808 State and Robert Owens
April 1993
Page: ??

808 State heard about "charide" project Putting Our House In Order they were sceptical. When they knew they would have to cover a Rolling Stones record used in an RAC advert they were even more so. But when they discovered there was a chance to work with 'I'll Be Your Friend' vocalist Robert Owens, they knew it was a dream ticket. Mandi James joined the new pals' topsy-turvy world in Manchester.

Photos: Peter Walsh
Assisted by Joanne Gartside
Hair and make-up: Alyn Waterman

I LIKE an artist who knows how to suffer for their art. Hung by their ankles from a piece of scaffolding, which in return is suspended by a chain attached to a winch and pulley, dangling like four bats in the belfry and squealing like stuck pigs, are four of the hardest working men in show business. 808 State and Robert Owens have met, created a magical alchemy and now, for their sins, must pay the price for fame.

The reason for this canny alliance and why they're strung up like sinners for what amounts to a near-disastrous photo session, is their storming rendition of The Rolling Stones' classic 'Gimme Shelter'. Having turned the track on its head (hence this bizarre scenario), stripped down the rock, sent it on a roll, jacked up the atmosphere and injected some muscular dance rhythms, 808 in their usual manner of quirky yet creative collaborations have enlisted the mighty vocal talents of Robert Owens to replace the Jagger drawl. Although primed unashamedly for the dancefloor and pointed firmly in the direction of the charts, this calculated assault has however nothing to do with personal gain or the search for that long-elusive hit, and everything to do with an ambitious project aimed at helping out the homeless which is called, appropriately enough, Putting Our House In Order.

→ **Data excerpts**
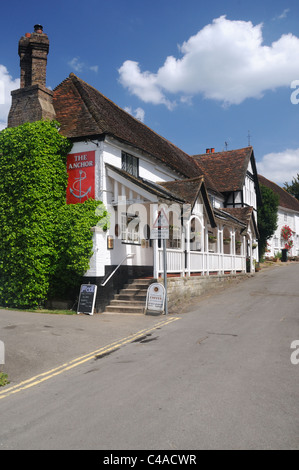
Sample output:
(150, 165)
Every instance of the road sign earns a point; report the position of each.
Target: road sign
(160, 228)
(155, 300)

→ **What the task asks**
In the article about 808 State and Robert Owens, which Rolling Stones song do they record together?

→ **Exercise response**
'Gimme Shelter'